[START Given records]
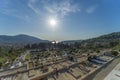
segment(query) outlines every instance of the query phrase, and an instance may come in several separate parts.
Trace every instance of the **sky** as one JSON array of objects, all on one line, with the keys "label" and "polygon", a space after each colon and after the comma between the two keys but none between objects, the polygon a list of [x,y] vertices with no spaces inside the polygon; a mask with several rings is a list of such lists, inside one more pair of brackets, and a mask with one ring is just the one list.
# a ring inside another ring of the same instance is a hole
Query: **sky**
[{"label": "sky", "polygon": [[0,35],[63,41],[118,31],[120,0],[0,0]]}]

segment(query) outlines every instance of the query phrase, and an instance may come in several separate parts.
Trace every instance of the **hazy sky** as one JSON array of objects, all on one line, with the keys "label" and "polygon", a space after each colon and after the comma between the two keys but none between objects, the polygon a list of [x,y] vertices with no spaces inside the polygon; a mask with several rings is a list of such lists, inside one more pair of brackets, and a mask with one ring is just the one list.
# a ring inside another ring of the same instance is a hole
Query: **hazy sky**
[{"label": "hazy sky", "polygon": [[[49,24],[54,19],[55,26]],[[120,0],[0,0],[0,35],[86,39],[120,31]]]}]

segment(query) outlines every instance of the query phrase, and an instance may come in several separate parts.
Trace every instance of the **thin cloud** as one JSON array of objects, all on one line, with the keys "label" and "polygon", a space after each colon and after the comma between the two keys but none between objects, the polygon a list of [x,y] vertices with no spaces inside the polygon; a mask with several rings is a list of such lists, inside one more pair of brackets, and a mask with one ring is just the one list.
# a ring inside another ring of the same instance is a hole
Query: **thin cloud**
[{"label": "thin cloud", "polygon": [[73,0],[29,0],[28,6],[36,14],[40,14],[38,3],[39,5],[42,4],[47,13],[60,17],[80,11],[79,5],[73,3]]},{"label": "thin cloud", "polygon": [[86,10],[86,12],[93,13],[97,9],[97,7],[98,7],[98,5],[92,5]]}]

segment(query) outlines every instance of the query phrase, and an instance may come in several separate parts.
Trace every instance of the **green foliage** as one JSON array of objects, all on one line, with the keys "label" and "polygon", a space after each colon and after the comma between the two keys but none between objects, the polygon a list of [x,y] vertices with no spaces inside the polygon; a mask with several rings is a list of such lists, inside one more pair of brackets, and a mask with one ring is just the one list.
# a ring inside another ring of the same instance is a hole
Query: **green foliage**
[{"label": "green foliage", "polygon": [[24,50],[22,49],[0,49],[0,64],[3,66],[6,61],[12,62],[18,57]]},{"label": "green foliage", "polygon": [[117,51],[111,51],[111,54],[117,56],[119,53]]}]

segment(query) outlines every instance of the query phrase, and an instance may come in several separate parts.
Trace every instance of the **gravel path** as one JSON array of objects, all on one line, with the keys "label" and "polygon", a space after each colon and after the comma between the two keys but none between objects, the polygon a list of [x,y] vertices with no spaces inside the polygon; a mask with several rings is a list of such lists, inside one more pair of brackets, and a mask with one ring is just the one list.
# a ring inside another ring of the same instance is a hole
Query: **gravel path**
[{"label": "gravel path", "polygon": [[109,65],[102,68],[97,73],[90,76],[87,80],[104,80],[104,78],[120,63],[120,58],[116,58]]}]

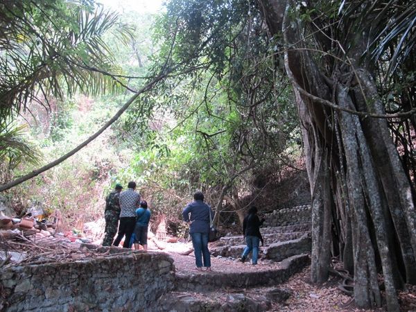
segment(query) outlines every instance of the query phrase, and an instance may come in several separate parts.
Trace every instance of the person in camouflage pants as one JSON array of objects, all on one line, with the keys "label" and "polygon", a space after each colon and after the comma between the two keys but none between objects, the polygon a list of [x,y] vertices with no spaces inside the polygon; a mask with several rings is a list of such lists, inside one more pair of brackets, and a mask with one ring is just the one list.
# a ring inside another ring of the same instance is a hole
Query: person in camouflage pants
[{"label": "person in camouflage pants", "polygon": [[103,241],[103,246],[111,246],[114,236],[117,233],[119,227],[119,219],[120,218],[120,192],[123,189],[121,184],[116,184],[115,189],[108,194],[105,198],[105,236]]}]

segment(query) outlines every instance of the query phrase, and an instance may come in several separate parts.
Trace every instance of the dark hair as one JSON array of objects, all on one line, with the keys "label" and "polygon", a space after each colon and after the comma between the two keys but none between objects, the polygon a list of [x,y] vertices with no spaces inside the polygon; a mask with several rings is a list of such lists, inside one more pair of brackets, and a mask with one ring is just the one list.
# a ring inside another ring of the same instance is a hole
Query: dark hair
[{"label": "dark hair", "polygon": [[255,206],[252,206],[248,209],[248,214],[257,214],[257,207]]},{"label": "dark hair", "polygon": [[133,181],[130,181],[128,182],[127,187],[129,189],[135,189],[136,188],[136,182]]},{"label": "dark hair", "polygon": [[195,200],[204,200],[204,194],[200,191],[195,192],[193,194],[193,199]]}]

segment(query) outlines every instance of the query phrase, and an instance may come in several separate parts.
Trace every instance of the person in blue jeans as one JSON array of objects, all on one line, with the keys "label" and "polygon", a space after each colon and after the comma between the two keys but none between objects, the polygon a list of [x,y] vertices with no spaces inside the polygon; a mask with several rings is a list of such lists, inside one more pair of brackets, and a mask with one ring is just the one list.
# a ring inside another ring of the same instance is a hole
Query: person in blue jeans
[{"label": "person in blue jeans", "polygon": [[208,249],[209,233],[209,214],[214,217],[211,207],[204,202],[204,194],[197,191],[193,194],[193,202],[189,204],[182,212],[184,221],[190,225],[189,234],[195,253],[196,270],[200,271],[203,266],[211,270],[211,255]]},{"label": "person in blue jeans", "polygon": [[260,226],[264,222],[264,219],[260,220],[257,216],[257,208],[252,207],[248,210],[248,214],[243,221],[243,233],[245,239],[247,246],[244,248],[243,255],[241,256],[241,262],[244,263],[247,259],[248,254],[252,253],[252,264],[257,264],[257,258],[259,257],[259,243],[262,239],[260,234]]},{"label": "person in blue jeans", "polygon": [[135,249],[139,250],[139,245],[147,250],[147,234],[150,220],[150,211],[148,209],[147,202],[140,202],[140,208],[136,210],[136,226],[135,227]]}]

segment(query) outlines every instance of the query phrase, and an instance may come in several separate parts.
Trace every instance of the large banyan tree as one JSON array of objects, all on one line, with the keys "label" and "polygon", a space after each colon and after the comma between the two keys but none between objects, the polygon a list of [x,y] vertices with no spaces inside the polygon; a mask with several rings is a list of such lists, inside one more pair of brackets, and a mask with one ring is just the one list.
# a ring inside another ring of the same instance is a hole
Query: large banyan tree
[{"label": "large banyan tree", "polygon": [[[415,2],[171,1],[168,15],[182,58],[220,64],[219,78],[227,67],[259,66],[250,34],[268,35],[264,62],[293,86],[301,123],[312,281],[325,281],[339,256],[358,306],[380,306],[384,288],[398,310],[397,289],[416,283]],[[242,34],[246,44],[236,45]],[[233,51],[248,47],[239,62]]]},{"label": "large banyan tree", "polygon": [[[312,280],[332,255],[359,306],[416,282],[414,1],[259,0],[284,53],[312,196]],[[278,58],[277,58],[277,59]]]}]

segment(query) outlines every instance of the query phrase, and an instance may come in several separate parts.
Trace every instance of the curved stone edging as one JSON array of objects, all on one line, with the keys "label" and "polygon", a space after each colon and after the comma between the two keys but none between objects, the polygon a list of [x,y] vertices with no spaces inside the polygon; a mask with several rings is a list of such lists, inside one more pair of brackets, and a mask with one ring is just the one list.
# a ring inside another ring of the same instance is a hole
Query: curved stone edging
[{"label": "curved stone edging", "polygon": [[281,268],[257,272],[234,272],[207,274],[176,274],[176,291],[209,291],[221,288],[248,288],[283,283],[310,263],[307,254],[287,258]]}]

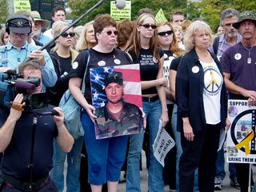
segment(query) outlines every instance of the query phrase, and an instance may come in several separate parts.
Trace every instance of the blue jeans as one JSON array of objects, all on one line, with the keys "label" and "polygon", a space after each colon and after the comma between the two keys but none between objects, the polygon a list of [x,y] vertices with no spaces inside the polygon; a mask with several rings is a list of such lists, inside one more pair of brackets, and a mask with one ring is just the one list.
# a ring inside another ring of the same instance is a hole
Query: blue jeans
[{"label": "blue jeans", "polygon": [[[224,159],[224,150],[222,148],[218,152],[216,160],[216,174],[215,177],[223,180],[226,176],[225,172],[225,159]],[[237,179],[237,171],[234,163],[229,163],[230,178],[235,180]]]},{"label": "blue jeans", "polygon": [[[171,127],[175,138],[176,143],[176,190],[179,191],[179,174],[178,174],[178,165],[179,158],[182,154],[182,148],[181,143],[181,133],[177,131],[177,104],[174,103],[173,114],[171,116]],[[194,191],[198,191],[198,170],[194,172]]]},{"label": "blue jeans", "polygon": [[[154,102],[143,102],[143,111],[149,123],[150,133],[150,167],[148,172],[149,192],[164,191],[162,166],[153,154],[152,145],[157,136],[159,119],[162,113],[160,100]],[[139,161],[142,149],[144,134],[133,134],[130,137],[130,148],[127,160],[126,191],[141,191]]]},{"label": "blue jeans", "polygon": [[54,141],[54,167],[50,171],[50,178],[58,187],[58,191],[62,192],[64,189],[64,162],[67,156],[66,191],[80,191],[80,163],[82,137],[74,140],[70,153],[63,152],[58,146],[57,140]]},{"label": "blue jeans", "polygon": [[86,111],[81,115],[88,156],[88,182],[94,186],[118,182],[126,159],[128,136],[96,139],[94,124]]}]

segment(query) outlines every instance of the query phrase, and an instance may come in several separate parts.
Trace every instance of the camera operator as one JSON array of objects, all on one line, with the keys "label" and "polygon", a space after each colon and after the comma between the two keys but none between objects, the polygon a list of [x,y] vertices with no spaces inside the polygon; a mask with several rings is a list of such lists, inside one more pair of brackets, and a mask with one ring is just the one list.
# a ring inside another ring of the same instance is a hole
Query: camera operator
[{"label": "camera operator", "polygon": [[[19,66],[19,70],[26,79],[29,77],[42,78],[37,61],[26,62]],[[41,90],[42,82],[28,94],[40,93]],[[54,138],[66,152],[72,149],[74,139],[64,125],[61,108],[48,106],[36,112],[28,111],[23,98],[22,94],[17,94],[8,116],[2,115],[4,112],[0,109],[0,151],[4,151],[1,163],[2,188],[0,191],[57,191],[49,177],[53,166]],[[42,115],[53,110],[58,115]],[[38,115],[35,128],[33,125],[33,122],[35,123],[34,115]],[[33,130],[35,130],[34,134]]]},{"label": "camera operator", "polygon": [[32,32],[32,23],[24,15],[13,14],[6,22],[6,30],[10,35],[7,45],[0,46],[0,72],[16,70],[26,58],[38,59],[42,67],[42,90],[51,87],[57,81],[53,62],[46,50],[38,50],[39,46],[28,44]]}]

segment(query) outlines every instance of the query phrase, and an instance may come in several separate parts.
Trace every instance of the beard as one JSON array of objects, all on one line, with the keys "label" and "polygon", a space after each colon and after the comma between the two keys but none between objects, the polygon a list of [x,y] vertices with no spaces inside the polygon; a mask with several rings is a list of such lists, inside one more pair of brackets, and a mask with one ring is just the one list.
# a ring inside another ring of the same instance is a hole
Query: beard
[{"label": "beard", "polygon": [[237,31],[232,31],[232,32],[229,32],[227,33],[227,37],[229,38],[234,38],[237,36]]}]

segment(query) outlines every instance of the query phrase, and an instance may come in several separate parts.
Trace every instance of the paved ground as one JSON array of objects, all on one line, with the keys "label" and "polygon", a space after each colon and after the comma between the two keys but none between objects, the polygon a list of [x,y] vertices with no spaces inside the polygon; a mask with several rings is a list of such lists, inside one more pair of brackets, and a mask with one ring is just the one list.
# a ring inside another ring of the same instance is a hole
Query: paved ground
[{"label": "paved ground", "polygon": [[[142,192],[147,192],[147,171],[145,164],[145,155],[142,154],[142,171],[141,171],[141,189]],[[253,170],[254,170],[254,178],[256,178],[256,168],[253,166]],[[125,192],[126,191],[126,182],[122,177],[123,173],[122,173],[121,182],[118,186],[118,192]],[[165,192],[169,192],[168,186],[166,186]],[[223,189],[222,190],[219,190],[222,192],[239,192],[239,190],[237,190],[234,187],[230,186],[230,179],[228,178],[228,172],[223,182]],[[182,191],[181,191],[182,192]]]}]

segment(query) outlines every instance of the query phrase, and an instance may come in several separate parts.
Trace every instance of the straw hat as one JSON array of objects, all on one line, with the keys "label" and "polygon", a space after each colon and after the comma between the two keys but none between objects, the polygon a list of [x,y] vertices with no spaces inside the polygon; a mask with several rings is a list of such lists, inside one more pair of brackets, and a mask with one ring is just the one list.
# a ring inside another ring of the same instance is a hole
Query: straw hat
[END Given records]
Exercise prompt
Locate every line above that contains the word "edging" and copy each such line in full.

Solution
Trace every instance of the curved stone edging as one JSON array of objects, all on one line, with the keys "label" and "polygon", a space after each colon and after the comma between the two keys but none between objects, the polygon a list of [x,y] vertices with no spaces inside the polygon; a mask with several rings is a list of such lists, inside one more pair of brackets, and a mask with one ring is just the one list.
Query: curved stone edging
[{"label": "curved stone edging", "polygon": [[281,268],[257,272],[234,272],[207,274],[176,274],[176,291],[209,291],[221,288],[248,288],[283,283],[310,263],[307,254],[287,258]]}]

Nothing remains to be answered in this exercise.